| SUPPLIED RECORDS |
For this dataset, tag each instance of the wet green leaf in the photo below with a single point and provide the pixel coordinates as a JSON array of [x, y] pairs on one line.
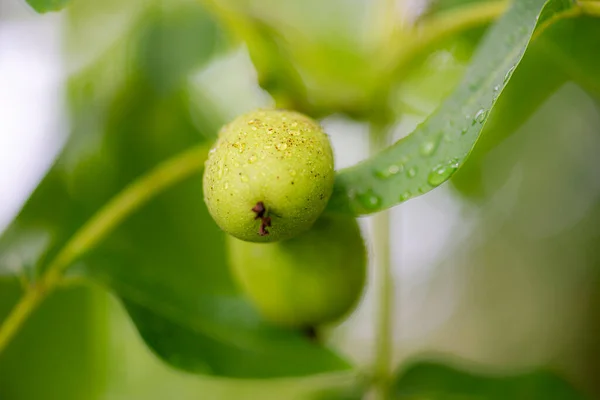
[[438, 147], [43, 6], [166, 261]]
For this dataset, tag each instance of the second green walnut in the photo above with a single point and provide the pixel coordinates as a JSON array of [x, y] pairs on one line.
[[269, 176]]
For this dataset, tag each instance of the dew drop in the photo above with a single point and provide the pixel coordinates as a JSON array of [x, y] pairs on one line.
[[405, 196], [442, 172], [509, 74], [480, 116], [428, 147], [369, 200], [389, 171]]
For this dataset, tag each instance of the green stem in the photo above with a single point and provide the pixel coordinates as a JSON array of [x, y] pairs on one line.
[[98, 227], [383, 284]]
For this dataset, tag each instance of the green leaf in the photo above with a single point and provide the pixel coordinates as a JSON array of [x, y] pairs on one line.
[[438, 147], [61, 348], [562, 51], [43, 6], [167, 260], [435, 381]]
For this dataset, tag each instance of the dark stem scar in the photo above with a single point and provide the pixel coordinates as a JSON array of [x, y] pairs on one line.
[[260, 210]]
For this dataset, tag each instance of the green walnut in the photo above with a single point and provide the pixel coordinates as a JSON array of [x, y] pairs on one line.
[[269, 175], [312, 279]]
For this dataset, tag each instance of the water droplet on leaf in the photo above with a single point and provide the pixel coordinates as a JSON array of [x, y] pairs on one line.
[[509, 74], [442, 172], [428, 147], [369, 200], [389, 171]]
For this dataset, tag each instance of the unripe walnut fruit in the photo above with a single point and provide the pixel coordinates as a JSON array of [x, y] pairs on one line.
[[269, 175], [312, 279]]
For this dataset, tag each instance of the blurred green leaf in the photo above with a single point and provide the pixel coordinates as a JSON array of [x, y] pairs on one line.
[[563, 53], [311, 63], [166, 261], [60, 351], [435, 381], [43, 6], [175, 41], [436, 149]]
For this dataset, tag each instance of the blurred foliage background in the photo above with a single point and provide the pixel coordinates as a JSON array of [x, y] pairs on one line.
[[500, 268]]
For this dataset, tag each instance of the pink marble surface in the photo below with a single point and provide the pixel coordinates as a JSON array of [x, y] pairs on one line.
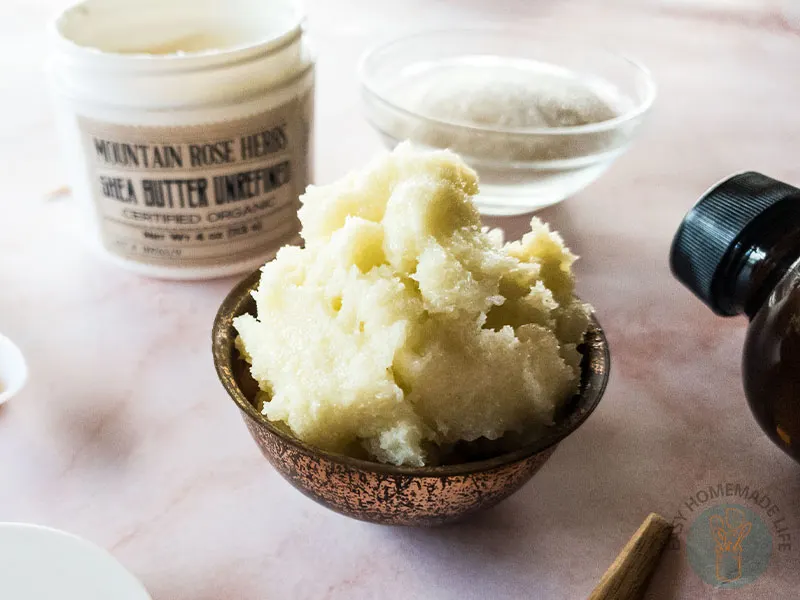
[[124, 435]]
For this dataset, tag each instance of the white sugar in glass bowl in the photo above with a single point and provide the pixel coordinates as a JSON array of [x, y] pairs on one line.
[[539, 117]]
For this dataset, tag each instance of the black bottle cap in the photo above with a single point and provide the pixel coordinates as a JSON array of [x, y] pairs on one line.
[[715, 225]]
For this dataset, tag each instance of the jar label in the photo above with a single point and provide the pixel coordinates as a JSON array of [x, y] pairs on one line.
[[198, 195]]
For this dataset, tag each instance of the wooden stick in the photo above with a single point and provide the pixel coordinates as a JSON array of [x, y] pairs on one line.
[[627, 577]]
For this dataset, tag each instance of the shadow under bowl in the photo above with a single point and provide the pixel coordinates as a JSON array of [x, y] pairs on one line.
[[388, 494]]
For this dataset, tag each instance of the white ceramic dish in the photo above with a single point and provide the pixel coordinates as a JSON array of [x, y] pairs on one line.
[[39, 563], [13, 370]]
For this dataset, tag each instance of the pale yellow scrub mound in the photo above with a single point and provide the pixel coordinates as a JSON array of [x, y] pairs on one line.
[[403, 326]]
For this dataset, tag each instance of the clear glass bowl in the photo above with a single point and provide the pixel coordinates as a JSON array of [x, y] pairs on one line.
[[522, 168]]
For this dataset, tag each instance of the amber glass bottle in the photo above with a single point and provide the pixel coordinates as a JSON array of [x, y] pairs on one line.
[[738, 250]]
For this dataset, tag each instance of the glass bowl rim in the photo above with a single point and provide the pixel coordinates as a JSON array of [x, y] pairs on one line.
[[368, 88]]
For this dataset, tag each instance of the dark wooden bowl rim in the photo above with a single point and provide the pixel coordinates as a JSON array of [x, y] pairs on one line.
[[596, 368]]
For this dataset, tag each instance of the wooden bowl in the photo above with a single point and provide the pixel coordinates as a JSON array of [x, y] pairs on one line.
[[387, 494]]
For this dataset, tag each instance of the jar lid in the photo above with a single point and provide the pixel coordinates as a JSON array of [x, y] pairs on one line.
[[714, 226]]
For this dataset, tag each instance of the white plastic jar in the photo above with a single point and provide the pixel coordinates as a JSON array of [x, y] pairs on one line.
[[187, 127]]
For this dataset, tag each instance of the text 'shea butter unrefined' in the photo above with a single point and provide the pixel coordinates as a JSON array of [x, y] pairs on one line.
[[187, 129]]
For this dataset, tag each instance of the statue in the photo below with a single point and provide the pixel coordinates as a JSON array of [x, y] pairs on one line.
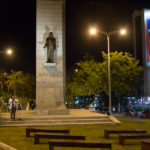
[[51, 47]]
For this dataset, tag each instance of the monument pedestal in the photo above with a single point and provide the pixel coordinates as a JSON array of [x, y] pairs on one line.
[[50, 77]]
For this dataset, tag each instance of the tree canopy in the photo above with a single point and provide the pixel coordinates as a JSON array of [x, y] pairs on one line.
[[91, 76]]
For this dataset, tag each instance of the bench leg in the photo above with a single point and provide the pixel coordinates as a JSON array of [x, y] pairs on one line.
[[106, 134], [51, 147], [36, 139], [121, 141], [27, 133]]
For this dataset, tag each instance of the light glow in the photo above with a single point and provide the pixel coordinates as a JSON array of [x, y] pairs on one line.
[[93, 31], [123, 31], [9, 51]]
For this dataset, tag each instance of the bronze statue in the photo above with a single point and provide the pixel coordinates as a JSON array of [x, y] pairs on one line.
[[51, 47]]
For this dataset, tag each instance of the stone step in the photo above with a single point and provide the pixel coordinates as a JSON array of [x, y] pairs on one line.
[[58, 124], [56, 118], [53, 121]]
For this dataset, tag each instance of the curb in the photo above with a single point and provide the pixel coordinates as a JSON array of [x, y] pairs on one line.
[[6, 147]]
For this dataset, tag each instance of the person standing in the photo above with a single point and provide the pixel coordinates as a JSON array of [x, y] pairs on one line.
[[13, 102]]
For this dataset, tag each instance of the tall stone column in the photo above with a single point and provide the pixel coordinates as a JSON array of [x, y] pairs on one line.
[[50, 76]]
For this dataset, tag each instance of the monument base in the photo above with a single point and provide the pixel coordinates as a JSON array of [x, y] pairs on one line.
[[53, 112]]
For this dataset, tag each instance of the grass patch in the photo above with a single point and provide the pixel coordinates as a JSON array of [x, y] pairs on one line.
[[15, 136]]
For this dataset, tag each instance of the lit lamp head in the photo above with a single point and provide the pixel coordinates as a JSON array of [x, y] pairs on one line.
[[123, 31], [92, 31], [9, 51]]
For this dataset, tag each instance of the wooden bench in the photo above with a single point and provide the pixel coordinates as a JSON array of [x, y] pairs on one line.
[[29, 130], [145, 145], [108, 132], [85, 144], [37, 136], [123, 137]]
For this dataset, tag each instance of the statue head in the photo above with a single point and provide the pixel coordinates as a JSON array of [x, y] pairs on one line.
[[51, 34]]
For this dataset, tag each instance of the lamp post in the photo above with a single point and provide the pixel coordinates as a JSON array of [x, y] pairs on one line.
[[93, 31]]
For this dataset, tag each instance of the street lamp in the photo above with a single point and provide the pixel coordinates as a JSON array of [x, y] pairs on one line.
[[93, 31], [8, 51]]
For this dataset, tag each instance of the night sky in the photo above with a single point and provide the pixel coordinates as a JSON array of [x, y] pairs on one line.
[[17, 29]]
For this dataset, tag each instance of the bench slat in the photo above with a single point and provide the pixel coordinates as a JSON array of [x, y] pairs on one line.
[[107, 132], [37, 136], [122, 137], [145, 145], [61, 143], [29, 130]]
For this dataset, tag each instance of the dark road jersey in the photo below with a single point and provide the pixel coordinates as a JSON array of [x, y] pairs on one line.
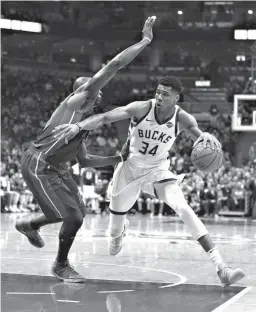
[[56, 150]]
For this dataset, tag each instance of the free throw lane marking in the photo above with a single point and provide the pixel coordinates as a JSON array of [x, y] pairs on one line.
[[182, 278], [69, 301], [24, 293]]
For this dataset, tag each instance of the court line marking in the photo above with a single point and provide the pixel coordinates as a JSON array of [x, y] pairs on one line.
[[245, 303], [23, 293], [72, 301], [232, 300], [182, 278], [114, 291]]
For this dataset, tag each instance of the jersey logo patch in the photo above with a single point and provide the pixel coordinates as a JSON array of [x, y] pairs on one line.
[[169, 124]]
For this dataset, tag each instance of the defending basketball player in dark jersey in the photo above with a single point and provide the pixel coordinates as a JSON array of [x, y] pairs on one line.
[[44, 166]]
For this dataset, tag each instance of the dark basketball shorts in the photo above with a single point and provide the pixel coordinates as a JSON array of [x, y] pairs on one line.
[[53, 187]]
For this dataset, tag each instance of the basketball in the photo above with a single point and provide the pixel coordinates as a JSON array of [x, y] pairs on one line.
[[205, 158]]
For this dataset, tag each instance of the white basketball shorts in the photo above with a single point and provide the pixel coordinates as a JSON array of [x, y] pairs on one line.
[[129, 179]]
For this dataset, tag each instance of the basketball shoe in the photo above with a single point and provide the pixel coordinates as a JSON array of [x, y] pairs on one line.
[[66, 273], [33, 236], [229, 276], [116, 244]]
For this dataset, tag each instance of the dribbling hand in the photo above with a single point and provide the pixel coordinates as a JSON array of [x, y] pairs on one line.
[[207, 137], [66, 131], [147, 29]]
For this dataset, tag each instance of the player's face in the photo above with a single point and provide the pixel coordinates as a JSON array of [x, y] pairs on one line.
[[166, 96], [99, 98]]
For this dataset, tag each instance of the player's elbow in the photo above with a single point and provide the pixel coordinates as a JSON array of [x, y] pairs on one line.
[[115, 64], [76, 101]]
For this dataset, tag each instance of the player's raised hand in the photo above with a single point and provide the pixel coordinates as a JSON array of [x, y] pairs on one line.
[[66, 131], [148, 26], [207, 137]]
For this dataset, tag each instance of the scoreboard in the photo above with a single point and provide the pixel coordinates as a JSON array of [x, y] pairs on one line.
[[244, 115]]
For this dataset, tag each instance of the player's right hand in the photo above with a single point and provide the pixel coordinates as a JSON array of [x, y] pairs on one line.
[[66, 131], [147, 29]]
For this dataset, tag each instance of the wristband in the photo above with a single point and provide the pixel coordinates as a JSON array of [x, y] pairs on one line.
[[79, 127], [147, 39]]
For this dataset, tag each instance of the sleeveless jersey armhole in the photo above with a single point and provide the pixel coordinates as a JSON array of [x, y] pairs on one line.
[[143, 117]]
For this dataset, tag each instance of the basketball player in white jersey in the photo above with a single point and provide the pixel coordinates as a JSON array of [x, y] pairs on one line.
[[154, 127]]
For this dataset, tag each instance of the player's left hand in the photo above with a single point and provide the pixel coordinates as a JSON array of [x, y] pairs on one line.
[[66, 131], [125, 151], [207, 137]]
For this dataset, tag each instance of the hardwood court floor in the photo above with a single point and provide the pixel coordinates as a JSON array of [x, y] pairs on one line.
[[159, 269]]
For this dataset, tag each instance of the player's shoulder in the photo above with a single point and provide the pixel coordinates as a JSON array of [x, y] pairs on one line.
[[184, 117], [141, 108]]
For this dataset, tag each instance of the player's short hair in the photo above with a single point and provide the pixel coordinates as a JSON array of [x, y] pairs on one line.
[[79, 82], [171, 81]]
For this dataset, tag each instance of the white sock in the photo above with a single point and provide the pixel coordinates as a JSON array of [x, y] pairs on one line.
[[215, 257]]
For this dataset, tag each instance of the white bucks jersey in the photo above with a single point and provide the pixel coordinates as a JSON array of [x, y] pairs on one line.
[[149, 141]]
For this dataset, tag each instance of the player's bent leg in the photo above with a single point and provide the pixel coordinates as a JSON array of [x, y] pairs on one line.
[[172, 195], [61, 267], [31, 229], [118, 225]]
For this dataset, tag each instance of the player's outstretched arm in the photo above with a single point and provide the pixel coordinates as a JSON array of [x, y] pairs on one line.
[[189, 123], [100, 79], [68, 131], [86, 160]]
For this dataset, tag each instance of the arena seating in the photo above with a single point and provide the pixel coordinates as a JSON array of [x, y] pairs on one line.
[[25, 107]]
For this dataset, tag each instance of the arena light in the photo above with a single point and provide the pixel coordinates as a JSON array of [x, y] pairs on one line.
[[5, 23], [202, 83], [20, 25], [241, 34], [245, 34], [31, 27], [251, 34], [240, 58]]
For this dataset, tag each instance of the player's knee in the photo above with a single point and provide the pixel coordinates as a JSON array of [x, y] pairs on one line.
[[116, 232], [76, 220]]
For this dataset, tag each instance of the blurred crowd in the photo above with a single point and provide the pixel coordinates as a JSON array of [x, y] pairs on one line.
[[26, 109]]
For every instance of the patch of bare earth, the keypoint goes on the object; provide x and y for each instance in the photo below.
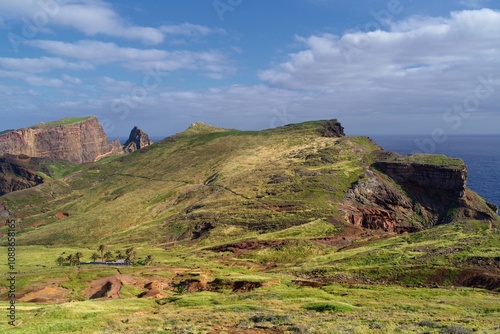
(47, 291)
(106, 287)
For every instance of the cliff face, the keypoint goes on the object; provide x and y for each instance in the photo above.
(405, 194)
(138, 139)
(14, 176)
(79, 142)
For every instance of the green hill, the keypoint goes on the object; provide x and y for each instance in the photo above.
(262, 230)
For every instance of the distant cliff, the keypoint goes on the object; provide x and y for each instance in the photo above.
(78, 140)
(138, 139)
(14, 175)
(413, 192)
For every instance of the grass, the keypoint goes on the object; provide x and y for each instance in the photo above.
(209, 187)
(64, 121)
(5, 131)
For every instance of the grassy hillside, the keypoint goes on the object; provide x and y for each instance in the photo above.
(248, 235)
(253, 182)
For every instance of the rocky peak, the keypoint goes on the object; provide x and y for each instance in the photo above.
(418, 191)
(77, 140)
(138, 139)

| TASK |
Retype word for word the lines running from the line containing "For every instance of the rocky" to the end of the listing, and only those.

| SOLUTION TO THIS TASK |
For every instance of the rocky peak, the keypoint goes on the object; provide x and y for each instance in the photo above.
(418, 191)
(77, 140)
(138, 139)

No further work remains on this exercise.